Begin RAW RECORDS

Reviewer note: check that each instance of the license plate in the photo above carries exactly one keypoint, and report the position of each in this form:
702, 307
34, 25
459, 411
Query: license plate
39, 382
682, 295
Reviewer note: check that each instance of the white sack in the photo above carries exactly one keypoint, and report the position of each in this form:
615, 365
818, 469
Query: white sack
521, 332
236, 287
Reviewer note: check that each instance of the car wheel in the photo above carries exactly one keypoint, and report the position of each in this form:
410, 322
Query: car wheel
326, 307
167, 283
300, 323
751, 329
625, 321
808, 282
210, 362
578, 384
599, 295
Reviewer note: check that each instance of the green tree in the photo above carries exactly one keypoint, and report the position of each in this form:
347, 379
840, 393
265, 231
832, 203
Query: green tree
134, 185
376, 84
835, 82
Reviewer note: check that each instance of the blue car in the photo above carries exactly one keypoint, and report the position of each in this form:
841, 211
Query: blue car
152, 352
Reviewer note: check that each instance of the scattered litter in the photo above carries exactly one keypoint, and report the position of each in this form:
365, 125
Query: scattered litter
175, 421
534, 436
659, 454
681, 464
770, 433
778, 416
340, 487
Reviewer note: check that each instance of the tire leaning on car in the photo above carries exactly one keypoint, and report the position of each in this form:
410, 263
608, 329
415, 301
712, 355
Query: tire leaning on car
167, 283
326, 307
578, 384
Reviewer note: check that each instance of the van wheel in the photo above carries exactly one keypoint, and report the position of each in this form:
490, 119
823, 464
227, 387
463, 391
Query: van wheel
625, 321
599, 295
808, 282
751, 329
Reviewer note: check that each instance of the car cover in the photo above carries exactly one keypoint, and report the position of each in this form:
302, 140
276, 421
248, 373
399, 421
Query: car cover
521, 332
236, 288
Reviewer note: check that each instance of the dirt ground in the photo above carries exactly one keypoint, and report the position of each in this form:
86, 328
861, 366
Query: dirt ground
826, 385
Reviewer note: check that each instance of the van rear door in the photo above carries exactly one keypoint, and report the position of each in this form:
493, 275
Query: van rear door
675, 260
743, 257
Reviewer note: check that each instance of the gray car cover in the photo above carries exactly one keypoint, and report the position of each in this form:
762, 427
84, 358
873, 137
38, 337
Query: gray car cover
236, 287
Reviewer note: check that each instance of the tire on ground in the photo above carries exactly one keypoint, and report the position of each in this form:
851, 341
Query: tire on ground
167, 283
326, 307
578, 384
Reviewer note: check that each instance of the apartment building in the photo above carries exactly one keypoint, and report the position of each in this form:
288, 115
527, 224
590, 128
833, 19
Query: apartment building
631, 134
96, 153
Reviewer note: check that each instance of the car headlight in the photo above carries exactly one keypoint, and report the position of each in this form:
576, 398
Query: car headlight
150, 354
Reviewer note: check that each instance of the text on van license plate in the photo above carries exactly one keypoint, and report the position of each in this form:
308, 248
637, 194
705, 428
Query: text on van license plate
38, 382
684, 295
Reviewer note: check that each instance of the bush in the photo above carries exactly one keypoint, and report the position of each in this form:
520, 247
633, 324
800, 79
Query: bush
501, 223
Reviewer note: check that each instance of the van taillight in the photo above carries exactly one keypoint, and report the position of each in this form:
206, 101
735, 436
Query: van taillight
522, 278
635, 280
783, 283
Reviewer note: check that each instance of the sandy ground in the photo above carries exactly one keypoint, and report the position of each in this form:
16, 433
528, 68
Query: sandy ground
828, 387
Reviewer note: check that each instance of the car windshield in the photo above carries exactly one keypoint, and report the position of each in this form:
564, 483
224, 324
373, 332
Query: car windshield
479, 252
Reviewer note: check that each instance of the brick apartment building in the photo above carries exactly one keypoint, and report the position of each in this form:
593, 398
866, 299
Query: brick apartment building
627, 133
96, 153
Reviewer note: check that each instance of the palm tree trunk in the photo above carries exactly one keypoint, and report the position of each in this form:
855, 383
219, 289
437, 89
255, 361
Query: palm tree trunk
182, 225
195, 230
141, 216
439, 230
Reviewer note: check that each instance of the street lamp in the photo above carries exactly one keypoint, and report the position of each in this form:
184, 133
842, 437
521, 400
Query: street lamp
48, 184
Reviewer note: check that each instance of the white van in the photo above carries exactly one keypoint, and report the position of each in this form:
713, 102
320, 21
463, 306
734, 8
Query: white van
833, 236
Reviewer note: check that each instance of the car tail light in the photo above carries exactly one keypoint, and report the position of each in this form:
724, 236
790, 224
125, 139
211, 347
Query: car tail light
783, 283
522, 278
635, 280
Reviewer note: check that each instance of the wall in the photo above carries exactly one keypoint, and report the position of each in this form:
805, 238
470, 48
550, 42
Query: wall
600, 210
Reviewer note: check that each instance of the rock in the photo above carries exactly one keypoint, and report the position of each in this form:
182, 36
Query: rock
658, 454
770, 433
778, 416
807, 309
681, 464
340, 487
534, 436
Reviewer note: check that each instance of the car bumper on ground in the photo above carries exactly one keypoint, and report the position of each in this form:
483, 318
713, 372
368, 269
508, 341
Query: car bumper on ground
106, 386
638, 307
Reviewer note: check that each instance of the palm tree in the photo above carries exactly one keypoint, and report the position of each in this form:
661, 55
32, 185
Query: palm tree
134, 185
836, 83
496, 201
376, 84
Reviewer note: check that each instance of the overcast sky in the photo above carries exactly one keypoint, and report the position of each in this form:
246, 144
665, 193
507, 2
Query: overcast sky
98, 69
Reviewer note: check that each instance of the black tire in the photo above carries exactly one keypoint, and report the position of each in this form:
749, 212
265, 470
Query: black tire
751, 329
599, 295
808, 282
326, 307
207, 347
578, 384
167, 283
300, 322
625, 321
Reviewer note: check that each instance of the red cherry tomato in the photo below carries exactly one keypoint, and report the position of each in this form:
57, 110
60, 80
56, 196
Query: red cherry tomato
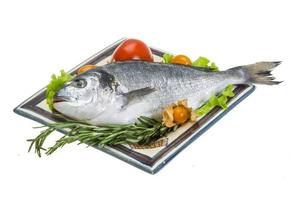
132, 49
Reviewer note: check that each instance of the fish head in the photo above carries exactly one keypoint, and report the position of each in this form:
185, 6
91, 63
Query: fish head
86, 96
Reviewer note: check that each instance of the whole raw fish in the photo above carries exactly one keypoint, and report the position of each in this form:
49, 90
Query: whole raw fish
119, 93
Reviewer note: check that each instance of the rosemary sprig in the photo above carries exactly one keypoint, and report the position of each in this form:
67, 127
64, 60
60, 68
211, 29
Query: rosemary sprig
145, 131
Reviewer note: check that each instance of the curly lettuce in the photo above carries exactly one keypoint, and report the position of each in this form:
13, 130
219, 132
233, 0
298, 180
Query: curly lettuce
55, 84
214, 101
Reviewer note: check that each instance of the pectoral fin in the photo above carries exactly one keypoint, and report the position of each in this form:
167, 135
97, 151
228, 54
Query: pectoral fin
136, 95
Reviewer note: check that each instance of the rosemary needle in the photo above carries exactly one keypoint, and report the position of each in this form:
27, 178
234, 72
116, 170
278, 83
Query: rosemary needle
145, 131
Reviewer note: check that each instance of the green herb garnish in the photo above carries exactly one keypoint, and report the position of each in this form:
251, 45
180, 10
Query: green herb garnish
167, 58
55, 84
146, 131
220, 101
205, 63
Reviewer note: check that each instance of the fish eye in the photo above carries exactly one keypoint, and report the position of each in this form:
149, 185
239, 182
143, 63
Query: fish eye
79, 83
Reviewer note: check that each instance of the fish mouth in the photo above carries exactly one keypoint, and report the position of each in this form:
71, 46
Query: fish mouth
59, 99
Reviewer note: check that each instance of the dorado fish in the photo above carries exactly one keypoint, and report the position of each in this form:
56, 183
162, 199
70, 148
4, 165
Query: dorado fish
119, 93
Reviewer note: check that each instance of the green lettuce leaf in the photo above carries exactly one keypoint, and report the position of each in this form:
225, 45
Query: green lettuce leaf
216, 101
205, 63
167, 58
55, 84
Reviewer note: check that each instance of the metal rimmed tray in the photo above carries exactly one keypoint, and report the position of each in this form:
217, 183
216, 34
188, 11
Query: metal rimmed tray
150, 158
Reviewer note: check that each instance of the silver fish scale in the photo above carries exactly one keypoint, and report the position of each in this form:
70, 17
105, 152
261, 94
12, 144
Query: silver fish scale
172, 82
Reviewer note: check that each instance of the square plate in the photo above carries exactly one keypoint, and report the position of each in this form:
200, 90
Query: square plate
149, 158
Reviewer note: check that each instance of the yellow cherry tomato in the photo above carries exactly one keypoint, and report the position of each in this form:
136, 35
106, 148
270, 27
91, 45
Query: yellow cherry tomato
85, 68
181, 59
180, 114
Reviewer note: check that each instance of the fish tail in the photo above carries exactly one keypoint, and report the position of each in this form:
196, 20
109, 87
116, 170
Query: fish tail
259, 73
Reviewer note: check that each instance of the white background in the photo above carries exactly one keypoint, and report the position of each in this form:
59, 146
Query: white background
252, 153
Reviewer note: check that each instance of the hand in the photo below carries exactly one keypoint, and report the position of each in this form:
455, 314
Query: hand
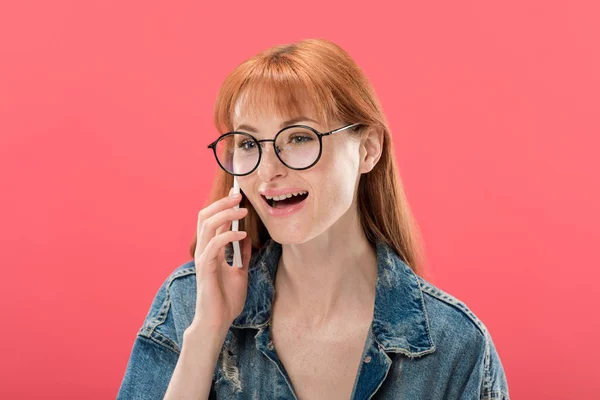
221, 288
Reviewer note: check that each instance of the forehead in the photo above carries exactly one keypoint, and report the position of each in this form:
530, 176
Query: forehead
275, 111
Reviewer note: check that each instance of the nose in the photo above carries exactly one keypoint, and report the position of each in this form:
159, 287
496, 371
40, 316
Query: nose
270, 166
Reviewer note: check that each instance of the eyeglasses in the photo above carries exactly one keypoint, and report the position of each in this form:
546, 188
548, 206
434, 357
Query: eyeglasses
298, 147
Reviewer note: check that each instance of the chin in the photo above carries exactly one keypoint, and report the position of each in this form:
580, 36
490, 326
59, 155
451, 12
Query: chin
283, 236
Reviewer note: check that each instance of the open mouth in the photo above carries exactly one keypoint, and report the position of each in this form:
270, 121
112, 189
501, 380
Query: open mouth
285, 203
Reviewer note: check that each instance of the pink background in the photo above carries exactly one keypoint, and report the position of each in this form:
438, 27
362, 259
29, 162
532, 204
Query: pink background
106, 111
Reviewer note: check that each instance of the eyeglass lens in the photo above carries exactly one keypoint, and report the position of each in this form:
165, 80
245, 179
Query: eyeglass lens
297, 148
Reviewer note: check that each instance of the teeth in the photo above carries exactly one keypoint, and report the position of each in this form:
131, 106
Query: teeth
285, 196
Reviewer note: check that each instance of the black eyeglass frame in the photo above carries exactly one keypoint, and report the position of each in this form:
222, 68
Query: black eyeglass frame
320, 135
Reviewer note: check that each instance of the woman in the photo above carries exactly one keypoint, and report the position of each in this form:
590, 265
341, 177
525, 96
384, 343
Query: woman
330, 302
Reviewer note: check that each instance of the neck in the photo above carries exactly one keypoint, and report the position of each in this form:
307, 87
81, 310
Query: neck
328, 277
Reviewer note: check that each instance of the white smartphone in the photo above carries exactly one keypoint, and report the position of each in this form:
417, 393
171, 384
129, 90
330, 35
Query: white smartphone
237, 255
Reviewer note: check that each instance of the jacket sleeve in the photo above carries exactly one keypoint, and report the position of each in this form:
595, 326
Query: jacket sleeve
157, 344
493, 384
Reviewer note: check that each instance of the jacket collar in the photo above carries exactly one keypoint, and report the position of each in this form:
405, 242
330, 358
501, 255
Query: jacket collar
400, 321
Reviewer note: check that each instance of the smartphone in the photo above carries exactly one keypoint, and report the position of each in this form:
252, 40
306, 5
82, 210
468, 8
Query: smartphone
237, 255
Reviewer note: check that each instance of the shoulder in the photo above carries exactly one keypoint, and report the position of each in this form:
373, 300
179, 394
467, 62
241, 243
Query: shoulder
457, 331
172, 308
445, 308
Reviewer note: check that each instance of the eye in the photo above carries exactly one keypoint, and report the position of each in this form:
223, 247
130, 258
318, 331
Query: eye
300, 138
246, 144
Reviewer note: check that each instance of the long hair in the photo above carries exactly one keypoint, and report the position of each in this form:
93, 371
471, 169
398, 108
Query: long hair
338, 89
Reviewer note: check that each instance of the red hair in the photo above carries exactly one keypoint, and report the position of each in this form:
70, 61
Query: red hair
276, 80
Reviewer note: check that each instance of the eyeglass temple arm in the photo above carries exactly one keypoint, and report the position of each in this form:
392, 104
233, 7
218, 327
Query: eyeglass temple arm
340, 129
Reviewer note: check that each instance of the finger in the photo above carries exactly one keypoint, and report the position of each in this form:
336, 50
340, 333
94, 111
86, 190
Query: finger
246, 252
219, 205
225, 227
208, 228
216, 243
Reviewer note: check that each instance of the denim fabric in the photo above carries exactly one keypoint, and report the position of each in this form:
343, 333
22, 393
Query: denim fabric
423, 342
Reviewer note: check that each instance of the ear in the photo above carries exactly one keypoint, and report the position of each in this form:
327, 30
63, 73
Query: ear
371, 145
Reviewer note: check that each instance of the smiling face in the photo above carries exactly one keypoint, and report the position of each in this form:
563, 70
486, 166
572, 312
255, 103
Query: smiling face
331, 183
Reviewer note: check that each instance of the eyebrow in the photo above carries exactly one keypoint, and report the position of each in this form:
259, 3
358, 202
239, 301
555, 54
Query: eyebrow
283, 124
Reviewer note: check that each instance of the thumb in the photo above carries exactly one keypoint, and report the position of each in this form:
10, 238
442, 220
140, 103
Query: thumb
246, 251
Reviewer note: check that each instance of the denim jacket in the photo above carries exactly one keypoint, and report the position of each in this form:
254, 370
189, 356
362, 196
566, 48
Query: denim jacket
423, 342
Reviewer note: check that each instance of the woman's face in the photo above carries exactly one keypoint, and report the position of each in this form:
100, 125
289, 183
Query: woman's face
331, 183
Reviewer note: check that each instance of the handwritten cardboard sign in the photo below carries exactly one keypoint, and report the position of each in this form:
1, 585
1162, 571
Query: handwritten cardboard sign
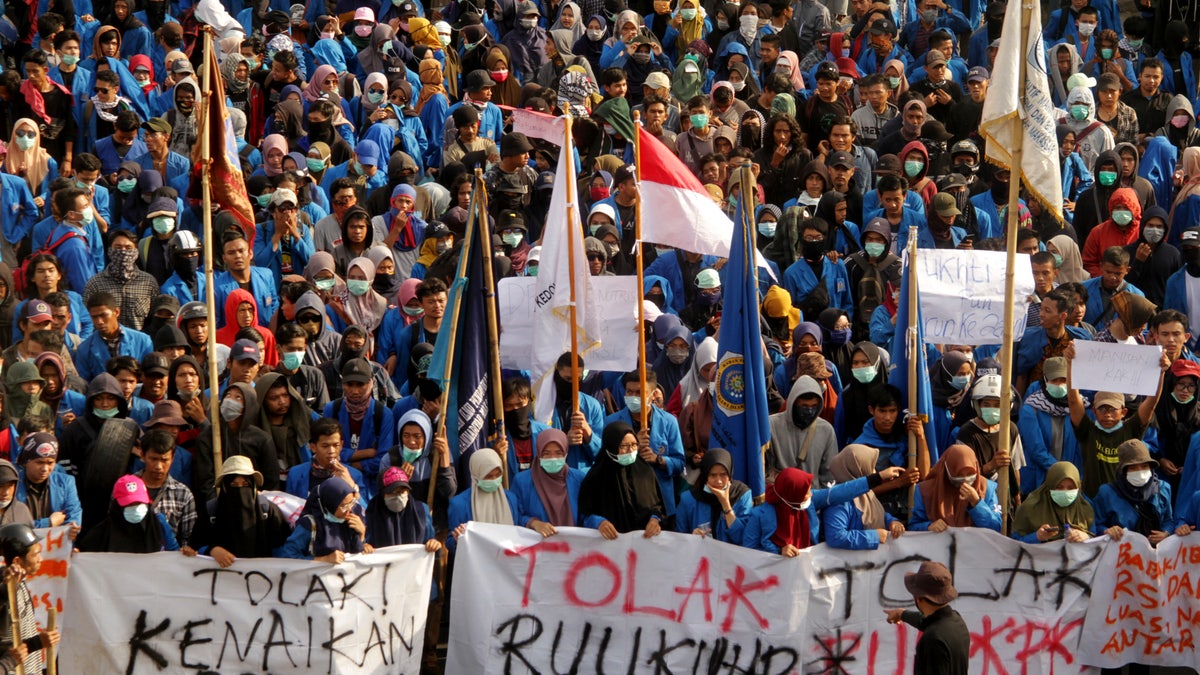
963, 296
1113, 366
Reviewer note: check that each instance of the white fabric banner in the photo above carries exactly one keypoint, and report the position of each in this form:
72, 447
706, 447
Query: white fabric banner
168, 613
963, 296
684, 604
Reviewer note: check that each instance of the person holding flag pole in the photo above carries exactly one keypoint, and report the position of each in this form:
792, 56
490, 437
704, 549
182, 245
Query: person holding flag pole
1018, 121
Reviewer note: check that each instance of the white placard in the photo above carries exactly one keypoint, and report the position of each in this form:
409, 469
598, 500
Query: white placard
1114, 366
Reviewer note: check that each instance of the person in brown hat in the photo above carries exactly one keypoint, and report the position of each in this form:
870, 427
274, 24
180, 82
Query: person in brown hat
1101, 438
1137, 499
945, 644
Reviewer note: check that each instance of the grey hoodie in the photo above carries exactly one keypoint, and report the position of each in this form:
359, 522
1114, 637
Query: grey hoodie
810, 449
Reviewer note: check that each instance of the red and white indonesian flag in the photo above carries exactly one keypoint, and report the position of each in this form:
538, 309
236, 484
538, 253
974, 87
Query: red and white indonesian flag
1007, 120
561, 242
676, 208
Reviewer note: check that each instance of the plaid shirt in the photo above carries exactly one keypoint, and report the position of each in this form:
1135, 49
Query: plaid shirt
178, 506
133, 294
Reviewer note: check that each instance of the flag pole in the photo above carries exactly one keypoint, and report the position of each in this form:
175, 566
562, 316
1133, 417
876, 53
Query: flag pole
209, 291
1006, 353
916, 351
641, 268
570, 263
493, 332
444, 399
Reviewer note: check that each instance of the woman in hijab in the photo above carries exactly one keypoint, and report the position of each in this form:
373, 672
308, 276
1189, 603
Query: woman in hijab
789, 521
951, 386
240, 521
1055, 509
547, 495
675, 362
28, 160
498, 63
395, 518
360, 305
621, 493
717, 505
955, 494
868, 370
132, 526
330, 526
862, 524
486, 501
1071, 262
1137, 499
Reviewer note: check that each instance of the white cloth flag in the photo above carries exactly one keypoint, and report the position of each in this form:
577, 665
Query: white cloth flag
552, 310
1006, 120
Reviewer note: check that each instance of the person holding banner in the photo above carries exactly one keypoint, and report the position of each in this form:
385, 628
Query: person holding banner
1101, 438
23, 555
621, 493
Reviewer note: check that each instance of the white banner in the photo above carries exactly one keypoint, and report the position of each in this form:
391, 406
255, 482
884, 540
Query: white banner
963, 296
616, 298
1114, 366
168, 613
679, 603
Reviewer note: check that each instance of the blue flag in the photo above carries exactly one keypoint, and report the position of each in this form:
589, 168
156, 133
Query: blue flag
467, 412
741, 412
901, 353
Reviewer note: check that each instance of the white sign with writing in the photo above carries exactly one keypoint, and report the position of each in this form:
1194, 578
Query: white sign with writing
963, 296
616, 303
1114, 366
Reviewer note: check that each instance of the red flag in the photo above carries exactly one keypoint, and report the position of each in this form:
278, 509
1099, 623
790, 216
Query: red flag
226, 181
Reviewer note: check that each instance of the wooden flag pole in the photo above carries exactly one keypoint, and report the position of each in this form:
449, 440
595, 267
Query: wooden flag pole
209, 287
1006, 353
493, 330
641, 269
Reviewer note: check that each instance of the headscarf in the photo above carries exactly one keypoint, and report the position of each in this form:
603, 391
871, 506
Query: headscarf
945, 394
858, 461
712, 458
1072, 269
35, 160
625, 496
1039, 508
313, 91
274, 142
487, 507
694, 383
328, 536
551, 488
791, 521
941, 495
431, 82
366, 310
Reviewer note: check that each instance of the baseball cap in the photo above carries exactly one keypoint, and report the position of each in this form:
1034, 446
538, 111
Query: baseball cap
840, 159
157, 125
36, 311
946, 205
883, 27
244, 350
357, 371
130, 490
367, 151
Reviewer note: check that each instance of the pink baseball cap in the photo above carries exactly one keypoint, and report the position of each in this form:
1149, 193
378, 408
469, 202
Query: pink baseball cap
130, 490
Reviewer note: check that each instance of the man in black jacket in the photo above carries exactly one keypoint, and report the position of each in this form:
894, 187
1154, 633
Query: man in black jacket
945, 644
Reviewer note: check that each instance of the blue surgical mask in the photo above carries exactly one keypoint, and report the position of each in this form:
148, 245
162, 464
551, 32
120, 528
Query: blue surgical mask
292, 360
489, 484
552, 465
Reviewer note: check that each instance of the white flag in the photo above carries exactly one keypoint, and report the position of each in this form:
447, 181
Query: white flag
1006, 121
562, 237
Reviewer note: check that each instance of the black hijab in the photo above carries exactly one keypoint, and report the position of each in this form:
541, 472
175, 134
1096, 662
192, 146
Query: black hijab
625, 496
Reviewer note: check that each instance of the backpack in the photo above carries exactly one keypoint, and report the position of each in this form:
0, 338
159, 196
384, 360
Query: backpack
18, 278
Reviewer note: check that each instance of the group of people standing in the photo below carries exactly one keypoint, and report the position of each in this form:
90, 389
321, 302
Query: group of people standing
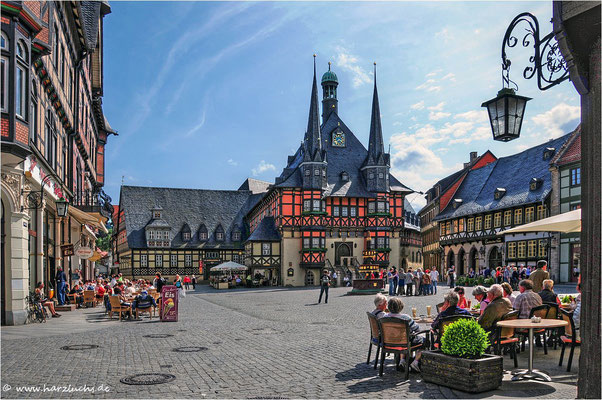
412, 282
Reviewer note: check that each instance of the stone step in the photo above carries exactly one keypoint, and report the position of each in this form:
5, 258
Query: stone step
65, 307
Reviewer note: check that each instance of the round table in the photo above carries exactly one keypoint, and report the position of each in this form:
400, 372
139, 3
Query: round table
531, 373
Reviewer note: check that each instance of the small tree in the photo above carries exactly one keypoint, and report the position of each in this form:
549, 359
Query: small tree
464, 338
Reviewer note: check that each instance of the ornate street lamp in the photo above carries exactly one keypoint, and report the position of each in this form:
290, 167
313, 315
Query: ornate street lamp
62, 207
506, 110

End RAW RECORDS

[REQUIRED TASK] Reproduce exactly the lines from the one with "Reviewer note: check that each instance of the backpack" to the bottom of the listing, both ends included, and nothing else. Skip the pictures.

[SOLUTION TO THE PROBLEM]
Reviewer note: check that each instance of the backpack in the photo above carries exactly one keypoint, and report the position of each in this form:
0, 338
159, 196
384, 360
Query: backpack
18, 278
Reviewer note: check that each instance of the group of people standing in the photo below carries exactly one keypoint, and report the position of each in this form:
90, 389
321, 302
Query: group of people standing
412, 282
Reviewer note: check that each instance of the stone step in the photo above carries exactly one keypoint, and report the position of each in this form:
5, 258
Query: stone step
65, 307
Reviewer note: check that each instance of the round table in the photo above carries exactly one keypoint, and report the position of each in this form:
400, 372
139, 3
Query: round table
531, 373
Reviewer note: check that each instance of the small tree in the photo above carries exactly one keypoint, and report the position of each in this form:
549, 359
Query: small tree
464, 338
Reviewer note: check that each instance of the ornate street lamp in the photo above carries exactly one keypoint, and report the position of each in this form:
290, 167
313, 315
Query: ornate street lamp
62, 207
506, 110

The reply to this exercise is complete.